Document:
** Start **
Further, in this embodiment, the sheet transportation unit 10 b includes (a) a circular-type transportation belt 2 that is arranged so as to be opposite to the print engine 10 a and transports a print sheet, (b) a driving roller 3, a driven roller 4, a and tension roller 4 a around which the transportation belt 2 is hitched, (c) a nipping roller 5 that nips the print sheet with the transportation belt 2, (d) a post-stage transportation belt 6, and (e) a dryer 7.
The driving roller 3, the driven roller 4, and the tension roller 4 a cause the transportation belt 2 to rotate. The nipping roller 5 nips an incoming print sheet 101 transported from a sheet feeding cassette 20 mentioned below, and the nipped print sheet 101 is transported by the transportation belt 2 to printing positions of the inkjet recording units 1 a to 1 d in turn, and on the print sheet 101, images of respective colors are printed by the inkjet recording units 1 a to 1 d. In this situation, the passing print sheet is detected by a sheet sensor 2 a, and a current position of the print sheet on a transportation path is determined on the basis of a detection timing by the sheet sensor 2 a, and thereby an image is printed at a proper position on the print sheet. Subsequently, the print sheet after printing is outputted by the post-stage transportation belt 6 to an output tray 10 c or the like. In this process, the print sheet on which the ink has been ejected is dried by the dryer 7.
Further, sheet suction units 8 are arranged along the transportation path of the print sheet. A negative pressure is applied to the sheet suction units 8, and thereby the print sheet is adsorbed to the transportation belt 2.
Further the sheet transportation unit 10 b includes a sheet feeding cassette 20 as a sheet supply source. The sheet feeding cassette 20 stores print sheets 101, and pushes up the print sheets 101 using a lift plate 21 so as to cause the print sheets 101 to contact with a pickup roller 22. The print sheets 101 put on the sheet feeding cassette 20 are picked up to a sheet feeding roller 23 by the pickup roller 22 sheet by sheet from the upper side. The sheet feeding roller 23 is a roller that transports the print sheets 101 sheet by sheet fed by the pickup roller 22 from the sheet feeding cassette 20 onto a transportation path.
A transportation roller 27 is a roller to transport the print sheet 101 on a predetermined transportation path. A registration roller 28 temporarily stops the print sheet 101 when the incoming print sheet 101 in transportation is detected by a registration roller 28 a, and transports this print sheet 101 to the print engine 10 a (specifically, at a nipping position of the nipping roller 5 and the transportation belt 2) at a secondary sheet feeding timing. The secondary sheet feeding timing is instructed by a controller 75 mentioned below such that an image is formed at a specified position on the print sheet 101.
** End **
Dataset section:
** Start **
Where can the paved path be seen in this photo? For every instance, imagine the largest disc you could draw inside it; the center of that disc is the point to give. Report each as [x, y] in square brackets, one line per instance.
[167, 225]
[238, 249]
** End **
Written problem 1: In the sheet-transport passage, what makes the print sheet adsorb to the transportation belt 2?
Written problem 2: Go on with the sheet-transport passage, starting after its last sentence.
The lines after the sheet-transport passage are separate material.

Written answer 1: A negative pressure applied to the sheet suction units 8 makes the print sheet adsorb to the transportation belt 2.

Written answer 2:
FIG. 3 shows a block diagram that indicates an electronic configuration of the image forming apparatus 10 in the embodiment according to the present disclosure. As shown in FIG. 3 , the image forming apparatus 10 includes not only a printing device 71 that includes the mechanical configuration shown in FIGS. 1 and 2 but an operation panel 72, a storage device 73, an image scanning device 74, and a controller 75.
The operation panel 72 is arranged on a housing surface of the image forming apparatus 10, and includes a display device 72 a such as a liquid crystal display and an input device 72 b such as a hard key and/or a touch panel, and displays sorts of messages for a user using the display device 72 a and receives a user operation using the input device 72 b.
The storage device 73 is a non-volatile storage device (flash memory, hard disk drive or the like) in which data, a program and the like have been stored that are required for control of the image forming apparatus 10.
The image scanning device 74 includes a platen glass and an auto document feeder, and optically scans a document image from a document put on the platen glass or a document fed by the auto document feeder, and generates image data of the document image.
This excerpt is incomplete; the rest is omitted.